Problems to work on:
[A] According to the article on the Dominican Republic's planned deportations, what number does Rachel Nolan give for the people at risk of expulsion?
[B] Decide whether each statement agrees with the article on the Dominican Republic's planned deportations: (i) Last year the Dominican Republic revoked the citizenship of more than 100,000 Dominicans born to Haitian parents. (ii) The pope told Dominican bishops they cannot be indifferent to the plight of Haitian immigrants. (iii) Rachel Nolan reported on the impending deportation in The Nation.
[C] Continue the article on the Dominican Republic's planned deportations from the point where it stops.

Passage to read:
****************************************

In what is nothing short of a travesty, the Dominican Republic could deport over 100,000 Haitians from the country this week, according to The Nation.
Last year, the country revoked the citizenship of more than 100,000 Dominicans born in the country of Haitian parents, and many of those people have never stepped foot into Haiti.
From The Nation:
The pope has spoken out, sort of. He told Dominican bishops that they “cannot be indifferent to the plight of Haitian immigrants.” Yet the impending expulsion will not be of immigrants but Dominicans of Haitian descent, born in the Dominican Republic, with family and friends and property and work in the Dominican Republic; many of them have never been to Haiti or know anyone in Haiti (though the Dominican press insists on calling them “Haitians”).
How many are vulnerable? The common reference is over 100,000. Rachel Nolan, who reported on the impending deportation in Harper’s, writes 210,000. I’ve also heard between 300,000 and 500,000. But who knows? And what will be the criteria to decide once the expulsions get underway and achieve self-propulsion? Already in poor neighborhoods they are sweeping up “dark-skinned Dominicans with Haitian facial features.”

****************************************

Record set:
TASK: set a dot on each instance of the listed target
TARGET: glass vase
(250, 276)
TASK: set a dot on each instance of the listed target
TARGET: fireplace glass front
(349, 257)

****************************************

Set of answers:
[A] 210,000

[B]
(i) Yes: "Last year, the country revoked the citizenship of more than 100,000 Dominicans born in the country of Haitian parents"
(ii) Yes: "He told Dominican bishops that they “cannot be indifferent to the plight of Haitian immigrants.”"
(iii) No: "Rachel Nolan, who reported on the impending deportation in Harper’s"

[C]
The Dominican government has set up a number of centers where Dominicans of Haitian descent can try to “regularize” their status, and thus avoid being expelled. It’s a charade. The offices are overcrowded, understaffed, and the needed paperwork doesn’t exist (many Dominicans of Haitian descent were born in rural areas, since their parents came to work the sugar fields, with midwifes and not in hospitals, and were therefore never issued birth certificates).
The deadline in the National Plan to Regularize Aliens expires on June 17.